• Task instructions: Output the lines from the one containing "Spot the indoor" through the one containing "[[239, 101]]", both included, as a numbered list with blank lines omitted.

:: Supplied data

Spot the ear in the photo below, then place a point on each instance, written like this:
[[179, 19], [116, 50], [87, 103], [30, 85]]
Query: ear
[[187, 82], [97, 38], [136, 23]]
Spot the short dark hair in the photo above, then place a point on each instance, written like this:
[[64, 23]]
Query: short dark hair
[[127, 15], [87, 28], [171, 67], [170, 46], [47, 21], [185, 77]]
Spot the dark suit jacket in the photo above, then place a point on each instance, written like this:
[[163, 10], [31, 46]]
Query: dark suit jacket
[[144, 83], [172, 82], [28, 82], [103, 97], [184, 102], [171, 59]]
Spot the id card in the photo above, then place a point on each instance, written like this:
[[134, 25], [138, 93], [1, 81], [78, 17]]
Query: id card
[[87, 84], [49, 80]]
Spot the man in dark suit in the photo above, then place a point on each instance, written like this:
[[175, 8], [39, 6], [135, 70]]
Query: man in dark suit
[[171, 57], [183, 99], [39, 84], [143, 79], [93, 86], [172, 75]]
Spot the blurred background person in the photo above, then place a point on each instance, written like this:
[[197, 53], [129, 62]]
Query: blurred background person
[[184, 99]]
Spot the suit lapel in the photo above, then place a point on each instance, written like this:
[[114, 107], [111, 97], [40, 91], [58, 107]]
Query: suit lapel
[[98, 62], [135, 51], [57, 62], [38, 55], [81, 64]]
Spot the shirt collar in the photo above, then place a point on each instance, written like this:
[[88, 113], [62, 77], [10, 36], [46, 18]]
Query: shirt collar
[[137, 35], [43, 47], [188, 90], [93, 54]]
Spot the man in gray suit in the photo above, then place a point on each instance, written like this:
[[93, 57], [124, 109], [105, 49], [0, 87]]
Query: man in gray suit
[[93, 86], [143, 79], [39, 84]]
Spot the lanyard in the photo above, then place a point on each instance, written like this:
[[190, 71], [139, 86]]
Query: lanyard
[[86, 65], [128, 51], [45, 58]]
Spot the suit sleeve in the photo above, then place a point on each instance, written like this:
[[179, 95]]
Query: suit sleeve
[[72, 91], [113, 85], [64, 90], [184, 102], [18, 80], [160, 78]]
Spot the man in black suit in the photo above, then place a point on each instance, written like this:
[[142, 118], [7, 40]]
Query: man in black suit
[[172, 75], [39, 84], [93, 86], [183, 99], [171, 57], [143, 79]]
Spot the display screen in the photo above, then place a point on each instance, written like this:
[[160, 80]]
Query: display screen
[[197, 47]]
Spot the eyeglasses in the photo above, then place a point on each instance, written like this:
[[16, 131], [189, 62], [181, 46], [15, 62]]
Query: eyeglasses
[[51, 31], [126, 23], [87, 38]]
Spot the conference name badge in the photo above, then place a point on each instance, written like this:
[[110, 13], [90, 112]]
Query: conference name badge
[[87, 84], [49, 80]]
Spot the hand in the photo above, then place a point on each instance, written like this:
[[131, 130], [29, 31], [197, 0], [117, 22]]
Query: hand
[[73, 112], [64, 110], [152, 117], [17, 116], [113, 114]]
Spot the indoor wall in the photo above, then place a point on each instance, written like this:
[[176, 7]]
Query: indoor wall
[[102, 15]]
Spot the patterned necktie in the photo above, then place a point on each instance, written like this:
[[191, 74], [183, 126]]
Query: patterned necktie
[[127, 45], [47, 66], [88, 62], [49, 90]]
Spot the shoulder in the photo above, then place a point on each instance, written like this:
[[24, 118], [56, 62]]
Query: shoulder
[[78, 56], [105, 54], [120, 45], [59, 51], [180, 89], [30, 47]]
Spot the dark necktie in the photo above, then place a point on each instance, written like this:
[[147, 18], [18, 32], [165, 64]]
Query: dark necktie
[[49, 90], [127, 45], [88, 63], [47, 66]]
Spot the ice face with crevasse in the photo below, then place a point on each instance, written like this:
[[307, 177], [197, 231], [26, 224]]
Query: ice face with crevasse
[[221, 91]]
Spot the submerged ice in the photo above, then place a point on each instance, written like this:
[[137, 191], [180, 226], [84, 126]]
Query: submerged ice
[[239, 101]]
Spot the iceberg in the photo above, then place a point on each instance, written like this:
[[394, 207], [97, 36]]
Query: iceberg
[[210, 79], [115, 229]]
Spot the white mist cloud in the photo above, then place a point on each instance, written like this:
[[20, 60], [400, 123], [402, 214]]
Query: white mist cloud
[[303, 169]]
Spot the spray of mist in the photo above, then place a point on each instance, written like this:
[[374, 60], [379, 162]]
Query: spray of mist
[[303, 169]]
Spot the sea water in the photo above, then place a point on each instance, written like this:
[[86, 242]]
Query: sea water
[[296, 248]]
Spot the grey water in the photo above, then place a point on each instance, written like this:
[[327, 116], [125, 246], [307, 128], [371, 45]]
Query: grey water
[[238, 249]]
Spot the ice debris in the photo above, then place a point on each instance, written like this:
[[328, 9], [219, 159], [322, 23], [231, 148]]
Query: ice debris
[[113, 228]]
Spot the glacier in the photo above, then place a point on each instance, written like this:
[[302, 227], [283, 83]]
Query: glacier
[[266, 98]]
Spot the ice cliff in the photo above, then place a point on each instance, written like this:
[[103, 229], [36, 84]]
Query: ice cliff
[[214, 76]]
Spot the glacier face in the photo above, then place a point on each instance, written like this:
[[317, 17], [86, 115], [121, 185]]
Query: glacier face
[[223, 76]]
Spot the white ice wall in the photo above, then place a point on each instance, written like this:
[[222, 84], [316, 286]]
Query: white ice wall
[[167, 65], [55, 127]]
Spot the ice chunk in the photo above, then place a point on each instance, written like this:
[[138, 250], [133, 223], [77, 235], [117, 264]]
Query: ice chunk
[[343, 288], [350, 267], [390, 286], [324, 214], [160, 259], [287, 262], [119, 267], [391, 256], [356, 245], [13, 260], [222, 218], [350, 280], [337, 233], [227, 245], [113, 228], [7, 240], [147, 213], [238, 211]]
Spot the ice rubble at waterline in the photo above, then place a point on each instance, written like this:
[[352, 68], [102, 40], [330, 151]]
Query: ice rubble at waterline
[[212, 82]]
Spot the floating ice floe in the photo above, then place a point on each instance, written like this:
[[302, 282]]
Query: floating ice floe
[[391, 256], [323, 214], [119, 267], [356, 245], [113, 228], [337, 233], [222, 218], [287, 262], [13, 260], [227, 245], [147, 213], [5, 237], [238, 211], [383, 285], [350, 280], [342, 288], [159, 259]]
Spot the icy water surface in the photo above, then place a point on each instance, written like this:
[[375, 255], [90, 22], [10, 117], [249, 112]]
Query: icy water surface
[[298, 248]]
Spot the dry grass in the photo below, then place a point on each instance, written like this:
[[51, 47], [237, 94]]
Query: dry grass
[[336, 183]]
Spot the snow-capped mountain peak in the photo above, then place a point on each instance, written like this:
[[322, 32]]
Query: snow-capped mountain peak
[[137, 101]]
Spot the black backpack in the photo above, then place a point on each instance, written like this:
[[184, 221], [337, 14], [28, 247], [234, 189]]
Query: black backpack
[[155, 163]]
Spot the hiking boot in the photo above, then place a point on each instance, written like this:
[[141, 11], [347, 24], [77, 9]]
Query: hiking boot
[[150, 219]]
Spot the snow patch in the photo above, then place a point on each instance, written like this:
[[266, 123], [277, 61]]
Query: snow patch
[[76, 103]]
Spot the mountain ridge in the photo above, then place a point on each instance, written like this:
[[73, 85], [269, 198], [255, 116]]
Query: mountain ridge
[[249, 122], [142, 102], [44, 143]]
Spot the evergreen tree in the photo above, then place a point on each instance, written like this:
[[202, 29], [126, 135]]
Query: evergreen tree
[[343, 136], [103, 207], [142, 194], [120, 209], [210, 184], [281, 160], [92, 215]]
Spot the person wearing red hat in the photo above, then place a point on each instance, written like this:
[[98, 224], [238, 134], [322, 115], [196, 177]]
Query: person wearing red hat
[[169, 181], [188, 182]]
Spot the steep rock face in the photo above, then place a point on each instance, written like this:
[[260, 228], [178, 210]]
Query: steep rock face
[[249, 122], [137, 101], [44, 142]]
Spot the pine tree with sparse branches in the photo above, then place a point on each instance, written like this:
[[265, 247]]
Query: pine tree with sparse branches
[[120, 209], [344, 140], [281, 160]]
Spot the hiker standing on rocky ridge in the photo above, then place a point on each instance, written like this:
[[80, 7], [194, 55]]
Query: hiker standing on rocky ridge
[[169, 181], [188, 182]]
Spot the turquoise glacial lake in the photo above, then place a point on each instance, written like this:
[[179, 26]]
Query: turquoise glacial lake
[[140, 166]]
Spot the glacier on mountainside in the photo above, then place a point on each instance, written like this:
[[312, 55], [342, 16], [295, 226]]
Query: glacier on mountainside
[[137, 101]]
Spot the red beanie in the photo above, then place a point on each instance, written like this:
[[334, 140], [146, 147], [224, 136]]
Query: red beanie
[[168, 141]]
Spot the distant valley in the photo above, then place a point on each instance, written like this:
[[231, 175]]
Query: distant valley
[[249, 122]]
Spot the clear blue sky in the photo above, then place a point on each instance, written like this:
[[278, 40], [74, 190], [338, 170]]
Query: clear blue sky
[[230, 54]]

::::

• Final answer:
1. Spot the indoor wall in the photo above, then place a point on each instance, written like this:
2. [[176, 7]]
3. Query: indoor wall
4. [[102, 15]]
5. Spot the patterned necktie in the photo above, then place a point on each instance, written like this:
6. [[191, 74], [183, 126]]
7. Query: patterned necktie
8. [[127, 45], [47, 66], [88, 62], [49, 90]]
9. Spot the shoulder in the photo above, then place a point on each instance, written like this:
10. [[24, 118], [56, 62]]
11. Query: shoulder
12. [[78, 56], [105, 54], [120, 45], [59, 51], [180, 89], [30, 47]]
13. Spot the dark necktie in the photo above, then place a point on each instance, written like this:
14. [[147, 18], [18, 32], [165, 64]]
15. Query: dark necktie
16. [[49, 90], [127, 45], [88, 63], [47, 66]]
17. Spot the ice face with crevasse in the photo below, then place a point on each instance, written like this:
18. [[307, 177], [197, 231], [26, 224]]
19. Query: ice face with crevasse
20. [[221, 91]]
21. Spot the submerged ice in the photo above, then place a point on each instance, written like this:
22. [[137, 191], [180, 226], [84, 126]]
23. Query: submerged ice
24. [[239, 101]]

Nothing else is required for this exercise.